Rows from a box labeling dataset
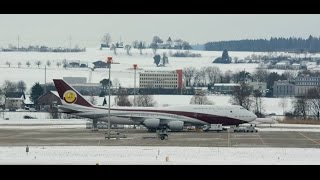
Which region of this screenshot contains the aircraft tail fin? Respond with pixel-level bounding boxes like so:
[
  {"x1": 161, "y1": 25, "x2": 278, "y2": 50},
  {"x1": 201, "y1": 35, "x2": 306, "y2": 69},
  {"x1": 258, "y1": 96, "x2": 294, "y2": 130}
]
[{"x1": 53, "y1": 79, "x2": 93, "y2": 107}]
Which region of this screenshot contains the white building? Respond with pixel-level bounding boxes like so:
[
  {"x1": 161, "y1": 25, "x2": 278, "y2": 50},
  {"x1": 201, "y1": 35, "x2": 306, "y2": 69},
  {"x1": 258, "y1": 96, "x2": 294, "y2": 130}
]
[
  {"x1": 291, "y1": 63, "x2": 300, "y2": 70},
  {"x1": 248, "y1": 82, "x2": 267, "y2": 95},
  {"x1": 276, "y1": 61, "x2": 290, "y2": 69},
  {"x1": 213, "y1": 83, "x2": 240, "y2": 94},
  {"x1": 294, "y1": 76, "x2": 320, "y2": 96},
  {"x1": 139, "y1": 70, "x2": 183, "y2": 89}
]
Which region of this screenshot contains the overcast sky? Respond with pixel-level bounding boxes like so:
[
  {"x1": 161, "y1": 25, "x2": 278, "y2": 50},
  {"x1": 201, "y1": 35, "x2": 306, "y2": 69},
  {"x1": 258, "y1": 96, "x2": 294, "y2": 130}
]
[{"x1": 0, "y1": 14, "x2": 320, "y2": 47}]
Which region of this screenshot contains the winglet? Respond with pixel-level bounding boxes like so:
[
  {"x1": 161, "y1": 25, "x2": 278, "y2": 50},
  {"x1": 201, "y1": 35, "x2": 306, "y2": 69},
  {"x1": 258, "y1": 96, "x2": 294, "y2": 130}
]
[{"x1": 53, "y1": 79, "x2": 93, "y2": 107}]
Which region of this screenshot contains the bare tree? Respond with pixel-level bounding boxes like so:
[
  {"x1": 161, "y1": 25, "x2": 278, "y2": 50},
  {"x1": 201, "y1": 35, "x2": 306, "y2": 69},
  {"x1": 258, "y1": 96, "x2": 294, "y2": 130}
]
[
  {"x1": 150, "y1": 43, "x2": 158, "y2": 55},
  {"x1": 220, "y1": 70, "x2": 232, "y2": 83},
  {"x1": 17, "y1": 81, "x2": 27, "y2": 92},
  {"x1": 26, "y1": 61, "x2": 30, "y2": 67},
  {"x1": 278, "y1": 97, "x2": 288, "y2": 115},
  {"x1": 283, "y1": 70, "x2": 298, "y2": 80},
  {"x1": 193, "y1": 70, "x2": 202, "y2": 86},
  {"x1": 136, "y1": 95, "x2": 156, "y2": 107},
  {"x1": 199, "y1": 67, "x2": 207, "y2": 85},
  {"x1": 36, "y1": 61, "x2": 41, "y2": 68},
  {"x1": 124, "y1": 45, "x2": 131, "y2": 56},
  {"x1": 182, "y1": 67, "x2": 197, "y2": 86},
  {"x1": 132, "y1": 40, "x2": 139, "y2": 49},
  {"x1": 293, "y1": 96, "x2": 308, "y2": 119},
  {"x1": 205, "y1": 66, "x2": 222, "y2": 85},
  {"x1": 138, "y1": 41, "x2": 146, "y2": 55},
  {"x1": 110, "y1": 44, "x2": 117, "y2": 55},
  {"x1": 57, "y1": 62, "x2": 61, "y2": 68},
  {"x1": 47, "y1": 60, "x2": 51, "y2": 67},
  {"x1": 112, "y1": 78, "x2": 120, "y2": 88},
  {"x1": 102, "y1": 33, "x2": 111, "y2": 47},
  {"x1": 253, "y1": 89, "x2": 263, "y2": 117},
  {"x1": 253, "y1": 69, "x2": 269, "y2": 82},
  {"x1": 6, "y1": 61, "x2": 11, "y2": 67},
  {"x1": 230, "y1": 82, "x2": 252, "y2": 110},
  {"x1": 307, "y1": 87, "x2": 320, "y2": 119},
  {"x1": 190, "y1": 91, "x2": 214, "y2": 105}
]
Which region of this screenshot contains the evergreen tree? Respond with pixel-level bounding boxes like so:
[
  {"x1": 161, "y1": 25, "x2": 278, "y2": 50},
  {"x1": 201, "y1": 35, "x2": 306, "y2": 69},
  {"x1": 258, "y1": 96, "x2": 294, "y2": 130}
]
==
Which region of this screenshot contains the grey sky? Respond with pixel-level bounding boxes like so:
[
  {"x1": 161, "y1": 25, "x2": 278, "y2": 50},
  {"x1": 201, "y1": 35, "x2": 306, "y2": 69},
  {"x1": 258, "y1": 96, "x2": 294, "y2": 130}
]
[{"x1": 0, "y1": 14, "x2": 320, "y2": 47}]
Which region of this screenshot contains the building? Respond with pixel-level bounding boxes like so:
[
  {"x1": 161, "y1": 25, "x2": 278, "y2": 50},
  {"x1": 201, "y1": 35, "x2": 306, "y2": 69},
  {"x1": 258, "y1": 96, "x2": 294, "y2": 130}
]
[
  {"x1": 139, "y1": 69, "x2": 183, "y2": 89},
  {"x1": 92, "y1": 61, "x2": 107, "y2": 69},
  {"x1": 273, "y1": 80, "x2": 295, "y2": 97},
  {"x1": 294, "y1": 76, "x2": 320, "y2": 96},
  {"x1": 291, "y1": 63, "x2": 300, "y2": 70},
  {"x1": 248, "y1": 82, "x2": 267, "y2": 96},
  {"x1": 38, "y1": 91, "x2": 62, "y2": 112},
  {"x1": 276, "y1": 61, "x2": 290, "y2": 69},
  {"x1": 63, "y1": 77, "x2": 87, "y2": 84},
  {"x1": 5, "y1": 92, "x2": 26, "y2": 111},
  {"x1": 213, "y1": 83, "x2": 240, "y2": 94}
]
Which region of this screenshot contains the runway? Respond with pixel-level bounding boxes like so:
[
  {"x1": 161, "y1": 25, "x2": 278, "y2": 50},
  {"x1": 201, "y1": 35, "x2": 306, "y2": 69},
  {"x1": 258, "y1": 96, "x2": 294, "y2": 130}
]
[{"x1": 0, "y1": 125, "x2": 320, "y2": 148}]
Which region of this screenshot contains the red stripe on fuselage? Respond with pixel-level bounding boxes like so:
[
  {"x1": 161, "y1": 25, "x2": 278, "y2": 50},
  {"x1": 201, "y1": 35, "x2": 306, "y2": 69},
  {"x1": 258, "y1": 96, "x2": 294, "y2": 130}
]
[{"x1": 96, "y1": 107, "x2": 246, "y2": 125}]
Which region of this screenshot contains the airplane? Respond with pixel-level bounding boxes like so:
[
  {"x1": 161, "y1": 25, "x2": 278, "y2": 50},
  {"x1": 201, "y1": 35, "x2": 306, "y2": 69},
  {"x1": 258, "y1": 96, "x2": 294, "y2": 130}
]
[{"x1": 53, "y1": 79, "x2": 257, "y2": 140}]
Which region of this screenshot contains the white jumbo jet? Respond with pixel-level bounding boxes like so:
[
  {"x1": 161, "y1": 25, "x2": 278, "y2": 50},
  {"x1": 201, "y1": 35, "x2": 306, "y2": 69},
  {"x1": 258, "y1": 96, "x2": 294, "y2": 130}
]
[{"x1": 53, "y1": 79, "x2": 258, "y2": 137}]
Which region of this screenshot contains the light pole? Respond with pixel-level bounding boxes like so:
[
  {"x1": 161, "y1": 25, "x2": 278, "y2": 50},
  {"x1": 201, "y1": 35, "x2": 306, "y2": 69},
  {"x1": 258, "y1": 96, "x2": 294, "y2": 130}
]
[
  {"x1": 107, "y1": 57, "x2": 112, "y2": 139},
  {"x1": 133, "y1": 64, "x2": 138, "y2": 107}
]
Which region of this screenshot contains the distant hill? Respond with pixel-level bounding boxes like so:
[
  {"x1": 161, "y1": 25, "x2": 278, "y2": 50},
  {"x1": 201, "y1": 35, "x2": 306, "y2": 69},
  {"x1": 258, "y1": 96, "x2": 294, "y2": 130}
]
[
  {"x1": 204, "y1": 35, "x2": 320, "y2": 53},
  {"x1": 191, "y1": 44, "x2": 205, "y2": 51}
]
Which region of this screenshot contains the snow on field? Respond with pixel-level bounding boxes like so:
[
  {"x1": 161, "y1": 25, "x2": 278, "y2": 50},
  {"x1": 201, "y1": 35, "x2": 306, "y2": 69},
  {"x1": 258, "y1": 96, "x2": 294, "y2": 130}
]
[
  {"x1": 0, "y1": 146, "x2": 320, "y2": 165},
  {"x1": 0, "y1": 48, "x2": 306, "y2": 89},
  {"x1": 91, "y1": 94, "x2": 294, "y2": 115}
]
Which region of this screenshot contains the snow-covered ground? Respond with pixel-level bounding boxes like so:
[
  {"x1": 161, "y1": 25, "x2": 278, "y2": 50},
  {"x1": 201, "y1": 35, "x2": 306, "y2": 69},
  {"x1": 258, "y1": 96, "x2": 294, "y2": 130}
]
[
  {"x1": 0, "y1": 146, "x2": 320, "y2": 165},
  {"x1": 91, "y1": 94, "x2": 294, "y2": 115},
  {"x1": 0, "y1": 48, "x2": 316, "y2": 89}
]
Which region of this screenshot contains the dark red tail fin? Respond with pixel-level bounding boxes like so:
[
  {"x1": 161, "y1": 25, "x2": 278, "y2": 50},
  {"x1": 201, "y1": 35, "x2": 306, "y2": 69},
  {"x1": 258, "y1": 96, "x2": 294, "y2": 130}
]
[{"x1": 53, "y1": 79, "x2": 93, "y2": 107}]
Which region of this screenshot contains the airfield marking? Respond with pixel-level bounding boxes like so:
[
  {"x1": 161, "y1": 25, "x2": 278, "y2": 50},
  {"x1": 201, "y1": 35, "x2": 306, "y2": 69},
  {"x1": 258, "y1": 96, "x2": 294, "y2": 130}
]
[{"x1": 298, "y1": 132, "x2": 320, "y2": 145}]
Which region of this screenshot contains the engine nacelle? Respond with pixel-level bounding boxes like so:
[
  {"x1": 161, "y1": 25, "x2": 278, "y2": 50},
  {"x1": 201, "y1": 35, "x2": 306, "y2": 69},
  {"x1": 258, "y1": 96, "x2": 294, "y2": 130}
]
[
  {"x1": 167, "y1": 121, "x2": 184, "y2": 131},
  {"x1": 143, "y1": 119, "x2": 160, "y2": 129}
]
--
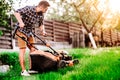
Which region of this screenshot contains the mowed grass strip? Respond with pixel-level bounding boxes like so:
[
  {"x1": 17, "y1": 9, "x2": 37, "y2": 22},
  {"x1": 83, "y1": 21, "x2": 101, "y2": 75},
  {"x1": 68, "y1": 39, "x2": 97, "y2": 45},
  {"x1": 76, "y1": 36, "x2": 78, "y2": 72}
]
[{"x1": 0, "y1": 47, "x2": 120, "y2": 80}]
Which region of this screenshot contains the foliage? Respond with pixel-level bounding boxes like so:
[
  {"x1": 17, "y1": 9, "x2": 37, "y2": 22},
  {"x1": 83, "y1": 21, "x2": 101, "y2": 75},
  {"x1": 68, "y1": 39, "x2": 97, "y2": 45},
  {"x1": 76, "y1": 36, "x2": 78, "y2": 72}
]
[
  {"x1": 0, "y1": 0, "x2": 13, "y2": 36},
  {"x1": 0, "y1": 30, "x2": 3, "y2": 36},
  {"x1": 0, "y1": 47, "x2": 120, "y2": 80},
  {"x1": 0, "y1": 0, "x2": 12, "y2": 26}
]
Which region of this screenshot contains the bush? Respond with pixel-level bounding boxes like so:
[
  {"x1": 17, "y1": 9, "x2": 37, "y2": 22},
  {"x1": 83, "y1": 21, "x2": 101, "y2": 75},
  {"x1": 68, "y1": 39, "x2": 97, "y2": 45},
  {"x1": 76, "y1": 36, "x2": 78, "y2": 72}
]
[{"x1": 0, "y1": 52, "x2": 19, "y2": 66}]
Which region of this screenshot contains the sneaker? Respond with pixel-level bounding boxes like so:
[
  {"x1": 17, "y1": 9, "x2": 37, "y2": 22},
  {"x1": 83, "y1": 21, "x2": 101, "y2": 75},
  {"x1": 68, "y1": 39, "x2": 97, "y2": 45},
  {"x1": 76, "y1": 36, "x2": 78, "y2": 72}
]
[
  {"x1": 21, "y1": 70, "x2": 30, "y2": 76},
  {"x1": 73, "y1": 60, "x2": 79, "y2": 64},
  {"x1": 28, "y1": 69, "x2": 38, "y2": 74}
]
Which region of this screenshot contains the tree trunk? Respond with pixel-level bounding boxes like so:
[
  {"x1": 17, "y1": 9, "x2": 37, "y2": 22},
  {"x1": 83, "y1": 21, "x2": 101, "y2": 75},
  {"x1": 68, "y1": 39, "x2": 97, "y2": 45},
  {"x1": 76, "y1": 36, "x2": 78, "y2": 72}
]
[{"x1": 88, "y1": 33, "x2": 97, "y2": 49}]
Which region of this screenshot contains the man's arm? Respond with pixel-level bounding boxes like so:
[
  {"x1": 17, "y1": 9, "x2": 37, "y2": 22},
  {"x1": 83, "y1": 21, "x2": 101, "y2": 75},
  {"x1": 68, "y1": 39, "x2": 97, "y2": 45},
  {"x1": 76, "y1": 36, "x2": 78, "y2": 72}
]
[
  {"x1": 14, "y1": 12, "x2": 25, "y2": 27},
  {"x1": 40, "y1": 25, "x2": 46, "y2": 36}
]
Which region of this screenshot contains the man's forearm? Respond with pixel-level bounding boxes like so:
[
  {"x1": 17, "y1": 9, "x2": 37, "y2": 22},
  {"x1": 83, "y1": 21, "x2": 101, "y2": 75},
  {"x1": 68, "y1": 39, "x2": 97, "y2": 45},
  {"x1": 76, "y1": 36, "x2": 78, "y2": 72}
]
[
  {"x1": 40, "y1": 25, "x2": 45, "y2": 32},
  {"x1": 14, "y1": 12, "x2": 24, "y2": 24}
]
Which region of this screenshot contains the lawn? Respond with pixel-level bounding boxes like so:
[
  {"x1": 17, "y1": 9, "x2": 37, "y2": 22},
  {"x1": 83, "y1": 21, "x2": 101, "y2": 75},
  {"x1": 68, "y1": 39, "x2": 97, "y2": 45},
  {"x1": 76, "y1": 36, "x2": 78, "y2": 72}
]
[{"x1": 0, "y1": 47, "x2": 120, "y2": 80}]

THE TASK
Find each line in the listing above that contains the word "building" and copy it out.

SOLUTION BELOW
Which region of this screenshot contains the white building? Respond with pixel-level bounding boxes like so:
Which region of this screenshot contains the building? Respond with pixel-level bounding boxes like so:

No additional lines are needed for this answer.